Exercise directions:
Format each line of the data below as a JSON list of strings, one string per line, omitting blank lines. Leave the picture out of the answer.

Part of a data file:
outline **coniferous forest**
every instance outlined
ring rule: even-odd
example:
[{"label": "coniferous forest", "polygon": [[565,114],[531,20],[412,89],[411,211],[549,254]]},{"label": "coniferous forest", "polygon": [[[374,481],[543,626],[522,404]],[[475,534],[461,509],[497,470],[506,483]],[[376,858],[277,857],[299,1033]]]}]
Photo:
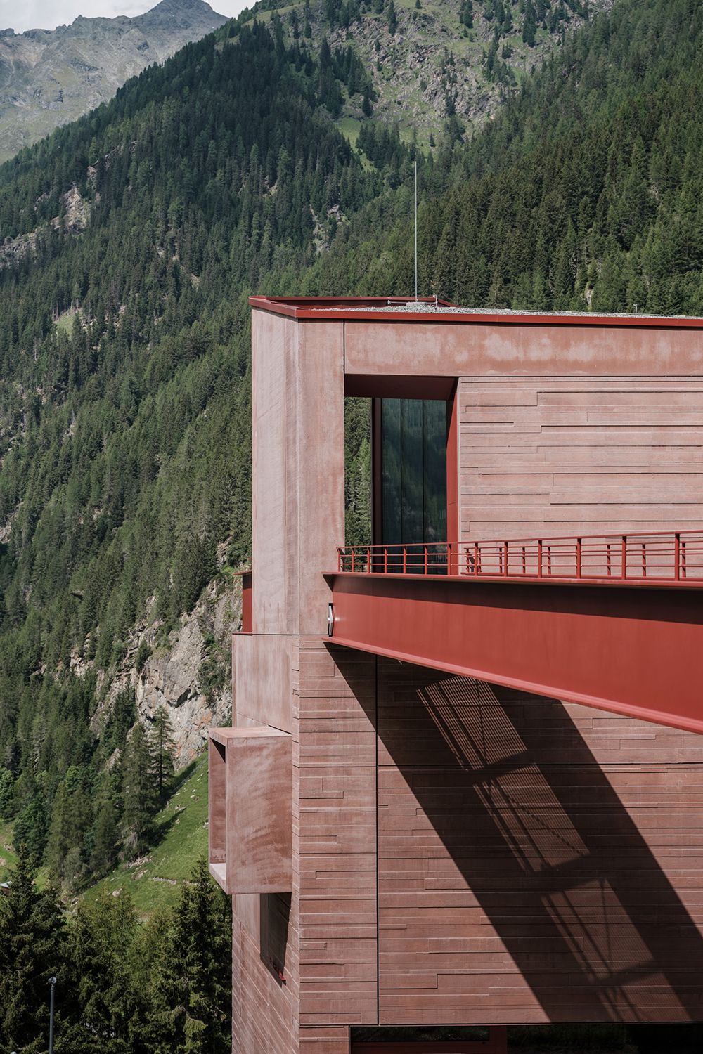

Answer to this problem:
[
  "outline **coniferous forest**",
  "every instance outlined",
  "ring rule: even-odd",
  "example:",
  "[{\"label\": \"coniferous forest\", \"polygon\": [[565,114],[531,20],[412,89],[411,211],[549,254]]},{\"label\": \"coniferous forest\", \"polygon\": [[[374,481],[543,626],[522,404]],[[475,534],[461,509],[497,470],[506,483]],[[376,858],[277,857],[299,1033]]]}]",
  "Photo:"
]